**Description of the task:** Leave out the pictures and repeat everything else in the records exactly.
=== Begin Enclosure ===
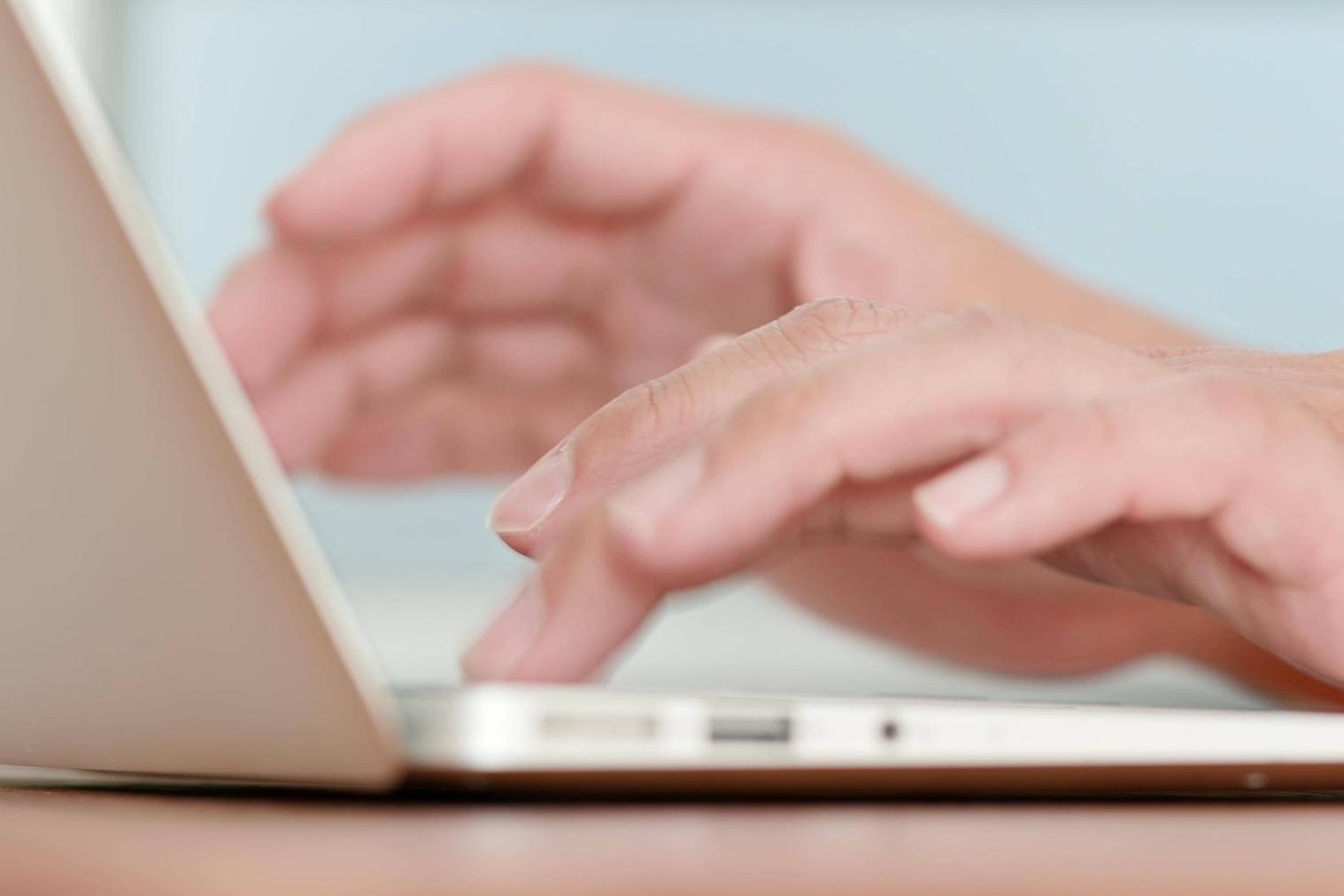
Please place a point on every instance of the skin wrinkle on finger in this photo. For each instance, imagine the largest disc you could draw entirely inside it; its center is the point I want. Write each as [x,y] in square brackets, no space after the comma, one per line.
[830,441]
[1240,495]
[633,433]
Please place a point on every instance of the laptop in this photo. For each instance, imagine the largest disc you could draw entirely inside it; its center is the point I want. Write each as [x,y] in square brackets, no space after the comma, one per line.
[166,613]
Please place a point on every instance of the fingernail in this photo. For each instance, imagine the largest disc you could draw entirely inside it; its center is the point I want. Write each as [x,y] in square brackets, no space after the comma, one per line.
[526,504]
[644,506]
[954,496]
[510,638]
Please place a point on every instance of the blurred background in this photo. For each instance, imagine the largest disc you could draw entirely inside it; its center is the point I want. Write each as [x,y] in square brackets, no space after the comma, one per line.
[1182,153]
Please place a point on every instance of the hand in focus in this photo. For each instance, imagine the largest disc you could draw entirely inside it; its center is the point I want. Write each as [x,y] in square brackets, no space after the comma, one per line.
[1209,478]
[465,274]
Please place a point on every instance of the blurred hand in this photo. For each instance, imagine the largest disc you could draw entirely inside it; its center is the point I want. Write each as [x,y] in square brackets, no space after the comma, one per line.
[1212,478]
[465,274]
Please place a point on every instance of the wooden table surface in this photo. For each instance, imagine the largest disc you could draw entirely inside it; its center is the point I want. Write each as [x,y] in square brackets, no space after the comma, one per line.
[109,844]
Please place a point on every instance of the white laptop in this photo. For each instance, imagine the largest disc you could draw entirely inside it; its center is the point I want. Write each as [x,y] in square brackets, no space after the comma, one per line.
[166,613]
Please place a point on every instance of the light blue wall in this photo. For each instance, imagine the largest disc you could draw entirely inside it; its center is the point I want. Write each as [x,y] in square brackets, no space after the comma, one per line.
[1190,155]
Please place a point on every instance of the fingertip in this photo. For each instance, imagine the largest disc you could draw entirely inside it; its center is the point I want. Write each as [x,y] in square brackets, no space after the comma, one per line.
[265,312]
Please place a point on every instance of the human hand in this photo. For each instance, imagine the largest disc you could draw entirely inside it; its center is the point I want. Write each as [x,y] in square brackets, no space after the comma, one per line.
[1207,477]
[465,274]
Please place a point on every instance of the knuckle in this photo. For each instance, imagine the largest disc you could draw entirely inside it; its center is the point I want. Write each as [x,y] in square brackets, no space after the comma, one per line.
[1234,402]
[531,74]
[783,407]
[842,321]
[993,322]
[638,417]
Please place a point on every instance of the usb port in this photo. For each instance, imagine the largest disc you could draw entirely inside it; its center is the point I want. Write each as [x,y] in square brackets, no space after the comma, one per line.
[750,730]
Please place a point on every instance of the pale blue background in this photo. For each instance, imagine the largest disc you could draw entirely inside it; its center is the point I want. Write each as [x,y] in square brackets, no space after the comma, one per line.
[1187,155]
[1183,153]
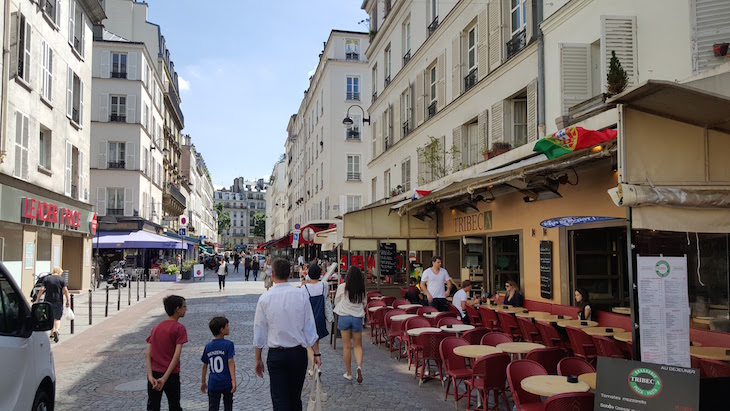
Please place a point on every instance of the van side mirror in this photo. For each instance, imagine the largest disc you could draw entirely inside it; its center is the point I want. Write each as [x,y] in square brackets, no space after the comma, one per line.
[42,316]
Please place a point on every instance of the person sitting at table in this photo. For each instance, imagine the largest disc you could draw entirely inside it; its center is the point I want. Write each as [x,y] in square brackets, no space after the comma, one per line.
[513,297]
[584,303]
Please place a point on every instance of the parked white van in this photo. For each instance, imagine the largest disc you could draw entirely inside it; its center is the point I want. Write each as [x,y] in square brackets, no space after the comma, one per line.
[27,374]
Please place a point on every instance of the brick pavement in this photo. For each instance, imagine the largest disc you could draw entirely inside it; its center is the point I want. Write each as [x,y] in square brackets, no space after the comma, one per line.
[103,367]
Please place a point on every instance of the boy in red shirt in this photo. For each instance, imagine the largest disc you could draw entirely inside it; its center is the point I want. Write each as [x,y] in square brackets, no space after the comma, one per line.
[162,358]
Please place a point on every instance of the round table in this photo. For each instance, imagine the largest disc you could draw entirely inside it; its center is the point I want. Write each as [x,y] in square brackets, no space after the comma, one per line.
[710,353]
[588,378]
[577,323]
[417,331]
[549,385]
[603,331]
[475,351]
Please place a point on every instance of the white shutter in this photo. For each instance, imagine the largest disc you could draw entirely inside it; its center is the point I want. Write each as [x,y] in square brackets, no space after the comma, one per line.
[101,201]
[618,33]
[128,201]
[575,74]
[709,19]
[129,161]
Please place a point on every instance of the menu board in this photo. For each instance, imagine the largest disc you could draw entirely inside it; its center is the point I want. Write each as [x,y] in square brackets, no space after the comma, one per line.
[388,259]
[663,310]
[546,269]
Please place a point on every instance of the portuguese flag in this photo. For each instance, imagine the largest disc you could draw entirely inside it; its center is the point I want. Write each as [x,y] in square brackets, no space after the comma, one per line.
[571,139]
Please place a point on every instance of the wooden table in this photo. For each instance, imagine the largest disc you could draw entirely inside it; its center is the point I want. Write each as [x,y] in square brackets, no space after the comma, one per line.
=== End Enclosure ===
**Answer to this exercise:**
Please place a point on every instance of the skin wrinkle on finger in this photo. For each instance, imagine the largest disc you could draw entirely inside it; its center is the point I want. Write each as [x,y] in square brackets, no space after the comma, one per line.
[830,441]
[1240,495]
[633,433]
Please place a point on every instance of the laptop in this photo. For each instance, imagine the largest disc you could draw entirely inside it; its center is the point I want. Write each as [x,y] in square brackets, no space after the comma, one per line.
[166,613]
Please place a point on every instance of the fingernail in this photo. For each instance, imagine the largest disc you could draw entirely inside it; its center is the point I want. Write each as [x,y] in square brackets, no space after the comma, one per line.
[526,504]
[644,506]
[954,496]
[510,638]
Please place a point on every instance of the blurred background in this photo. For each instance, imagine the largest disc you could draw entirely inside it; its center is the point I want. Write each as [x,y] in square brackets, no space after the comma, one per line.
[1182,153]
Please place a point on every instance of the hand in focus in this photo. For each instance, imagine the largest disc you could draw entirely inside it; its center is the point I want. Write each as [x,y] in square brackets, no space after the comma, one per line.
[1209,478]
[465,274]
Please place a point on every instance of the blurred hand in this photo. For each instance, imagine the largest disc you could draw entirely inside it; its center is the point I want. Write each as [x,y] in square brackets, no space after the comma, one per line.
[1212,478]
[465,274]
Please place a point on every instance of the wooden table surface in this photo. For each instance, imagine the largest disc you could draw entirely inside it; its center is the point I want. Write each as [x,y] in square brackets, no space after the comma, one per line.
[109,844]
Please place a point on every instance of the white laptop in this photo. For each instance, imagine the largest disc you could draw entirely inside it; its center is the point I want. Write each as [x,y] in square brackets, no space after the comma, one per line.
[166,613]
Please place a point on every instance of the light blue wall in this photo. For each instance, imagine the largest disc you could draw entirely inside it; its center is the point I want. Write each as [x,y] in square brackets, no space after the comma, one per line.
[1190,155]
Please place a point on every instance of the fingertip in this photo. For each instance, imagine the largest disc you could draw entirely inside it; its center is the point I want. Write each as [x,y] in square brackets, no space after the comma, one per line.
[265,312]
Please place a point on every instance of the human hand in this photo. For each instance, imagine the largest disc you could draw entirely inside it; its center is the point I want. Write each as [x,y] in square brackets, no space after the comma, one per line.
[1207,477]
[465,274]
Please place a point on every instance of the knuckle in this photo. For each instance, imagine the largest disc you could draw entirely inside it; its center is the point I want. Write each as [x,y] in square brackets, no space after the comma, one per line.
[1234,402]
[531,74]
[783,407]
[842,321]
[993,322]
[638,417]
Please place a point on every instance of the usb port in this photo. For each instance, imagine the largest disc you could draw entirely inside it; its center is the point I want. Write each as [x,y] in square brackets, no space after the comma, one per line.
[750,730]
Please place a point on every instance of the pale blue background in this photo. For each instance, imagine the largest disc you could draw entirely inside it; its center is the point I want. Write each as [x,y] in square brackets, no space after the comma, one per line.
[1187,155]
[1183,153]
Please place a point on every instance of the van side mirror in this photo. For each instance, imagine the largest disc you could draw entirely inside it; its center is the point I want. Write each as [x,y] in square brackets, no space after the comma, one per line.
[42,316]
Please place a point on every instance of the person sitting at table in this photo. For each instance, imagine the largest disc you could draw entirely inside it; its center is the point I want. Write each as [x,y] in square brackets, no space after the comma, one per line.
[513,297]
[584,303]
Please place a point on every instance of the parked white van in this photo. For each instance, imagine the largest disc you could draw entirely inside it; its center is the point I want. Write each as [x,y] in square brackets, no space after the comma, one per line.
[27,374]
Please place a point on every instance of the brick pavement in this photo. For each instance, imagine the largest disc you could draw entirely inside it; its center is the point I want. Write each as [x,y] in square brackets, no space after the comma, one per line.
[103,367]
Please place a point on every instance of the boy in red shirt in this photo. For each instance, imagine the largest disc you could draw entirely inside it; its center is the point I want. Write each as [x,y] in square brackets, no space after the comma, one per line.
[162,358]
Please place a point on every instance of the round table in this photo. For each instance, imagine the largest disc you could draw entirely inside it; its center is the point I want. Write each as [x,y] in square brackets, no space after the comma, one per line.
[710,353]
[588,378]
[577,323]
[417,331]
[549,385]
[603,331]
[475,351]
Please place a point on every instance of the white shutter in this photo. For each instance, imagine the largest disc you could draw entirely inside it; its center is the point I want. Write each as [x,y] in square brackets, no space after the comma, one per line.
[101,201]
[618,33]
[128,201]
[575,74]
[709,19]
[129,161]
Please place a point on every instance of the menu board in this photo. For each instance, imagine the largest disc you could draw entirely inside it; its center is the point I want. Write each as [x,y] in square brackets, no space after the comma, one per line.
[388,259]
[663,310]
[546,269]
Please place a point on every instance of the portuguese flag in this photo. For each instance, imagine the largest disc you could draw entirely inside it; its center is the point I want. Write each as [x,y] in square brackets, no space after the comma, one per line.
[571,139]
Please place a point on every instance of the wooden table in this photo. For each instance, imagine the largest disc you could draw entirely inside it; its center is the point I want. Write each as [x,y] in square brackets, no space after the comma, one per line.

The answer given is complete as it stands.